* [Task]:
For this exercise, return all the data exactly as it stands.

[Records excerpted from a collection]
'''

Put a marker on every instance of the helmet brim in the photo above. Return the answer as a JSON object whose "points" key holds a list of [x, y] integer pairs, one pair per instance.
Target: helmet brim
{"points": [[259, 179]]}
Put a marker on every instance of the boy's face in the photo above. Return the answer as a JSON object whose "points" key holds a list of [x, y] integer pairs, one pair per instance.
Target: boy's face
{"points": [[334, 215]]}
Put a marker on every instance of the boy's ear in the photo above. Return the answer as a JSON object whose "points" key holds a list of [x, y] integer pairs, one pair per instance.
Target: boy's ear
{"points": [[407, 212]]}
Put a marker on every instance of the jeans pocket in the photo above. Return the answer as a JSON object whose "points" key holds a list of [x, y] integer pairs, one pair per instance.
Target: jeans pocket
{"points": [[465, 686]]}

'''

* [Your solution]:
Put a marker on every instance of the helmet brim in the photo above. Return the answer as a JSON object whose "points" key holds a list of [x, y] integer pairs, one pair per instance.
Target: helmet brim
{"points": [[259, 179]]}
Put a marker on every instance of the boy's face in the photo above. Return the answer as a JSON object whose "points" key holds a list of [x, y] integer pairs, one pair per instance.
Target: boy's face
{"points": [[334, 215]]}
Put a marker on every instance of the boy's ear in the photo above. Return the answer as a JSON object whose "points" key holds a list of [x, y] integer pairs, one pair per instance.
Target: boy's ear
{"points": [[407, 212]]}
Put a marker on every instance of the jeans pocket in the photo above. Return the answer as a JSON object whose "points" key holds a list of [x, y] integer pairs, one pair per instance.
Target: jeans pocket
{"points": [[465, 686]]}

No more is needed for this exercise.